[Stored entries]

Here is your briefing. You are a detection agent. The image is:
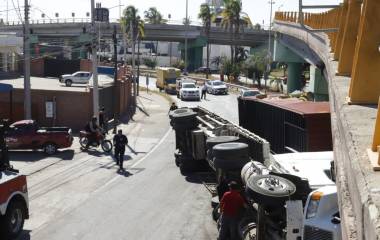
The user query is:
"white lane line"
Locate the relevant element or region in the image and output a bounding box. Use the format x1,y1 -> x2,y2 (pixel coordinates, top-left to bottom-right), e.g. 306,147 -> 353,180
93,128 -> 172,193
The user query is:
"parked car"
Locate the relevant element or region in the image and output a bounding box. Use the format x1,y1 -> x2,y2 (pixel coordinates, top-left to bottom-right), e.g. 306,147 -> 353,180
206,80 -> 228,94
194,67 -> 219,74
5,120 -> 73,155
239,89 -> 262,97
179,83 -> 201,101
59,71 -> 91,87
176,78 -> 197,98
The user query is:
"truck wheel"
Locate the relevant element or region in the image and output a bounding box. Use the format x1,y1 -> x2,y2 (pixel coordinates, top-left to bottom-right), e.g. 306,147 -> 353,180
65,80 -> 73,87
101,140 -> 112,153
247,175 -> 296,206
1,201 -> 26,239
206,136 -> 239,150
44,143 -> 57,155
212,142 -> 249,158
79,137 -> 88,148
214,157 -> 250,171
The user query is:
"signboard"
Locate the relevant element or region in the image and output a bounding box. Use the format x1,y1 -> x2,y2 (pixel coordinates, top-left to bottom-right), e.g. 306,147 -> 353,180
45,102 -> 54,118
95,8 -> 110,22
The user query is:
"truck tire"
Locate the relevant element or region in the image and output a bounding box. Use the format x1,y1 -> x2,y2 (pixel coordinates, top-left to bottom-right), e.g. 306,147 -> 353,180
0,200 -> 26,239
65,79 -> 73,87
43,142 -> 58,155
79,137 -> 88,148
206,136 -> 239,150
171,108 -> 197,121
212,142 -> 249,158
247,175 -> 296,206
214,157 -> 250,171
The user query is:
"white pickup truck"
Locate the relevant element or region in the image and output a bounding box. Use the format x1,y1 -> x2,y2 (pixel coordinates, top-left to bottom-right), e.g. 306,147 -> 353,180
59,71 -> 91,87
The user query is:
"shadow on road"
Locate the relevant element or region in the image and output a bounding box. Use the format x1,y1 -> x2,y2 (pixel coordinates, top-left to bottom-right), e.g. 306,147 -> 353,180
185,172 -> 216,184
15,230 -> 31,240
9,149 -> 74,162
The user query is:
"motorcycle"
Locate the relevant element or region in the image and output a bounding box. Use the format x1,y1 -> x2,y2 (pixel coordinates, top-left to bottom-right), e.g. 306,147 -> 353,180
79,131 -> 113,153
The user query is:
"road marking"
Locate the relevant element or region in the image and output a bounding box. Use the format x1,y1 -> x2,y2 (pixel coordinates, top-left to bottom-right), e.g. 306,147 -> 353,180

> [WHAT THE EXERCISE ASKS]:
Reproduce the material starting at the top and ending at the line containing "176,78 -> 197,98", changing "parked car" to "parked vehicle" and keeping everything else the same. Omit the pictures from your answer.

> [SOLUTION TO THE EXERCISE]:
Here is your briefing. You are a detection agent. The image is:
The user query is:
"white lane line"
Locate the relevant element or region in the image and output a bounding box. Use the format x1,y1 -> x2,y2 (pixel coordinates, top-left to bottom-right), e.g. 306,147 -> 353,180
93,128 -> 172,193
The user query is:
"parked vehicle"
Locate the relevant element or region in the image and output a bounding box. Use the format x1,y1 -> x2,y2 (pixel coordinates, top-left to bottom-right), e.g. 306,147 -> 353,180
206,80 -> 228,94
194,67 -> 219,74
5,120 -> 73,155
239,89 -> 262,97
179,83 -> 201,101
59,71 -> 91,87
176,78 -> 197,98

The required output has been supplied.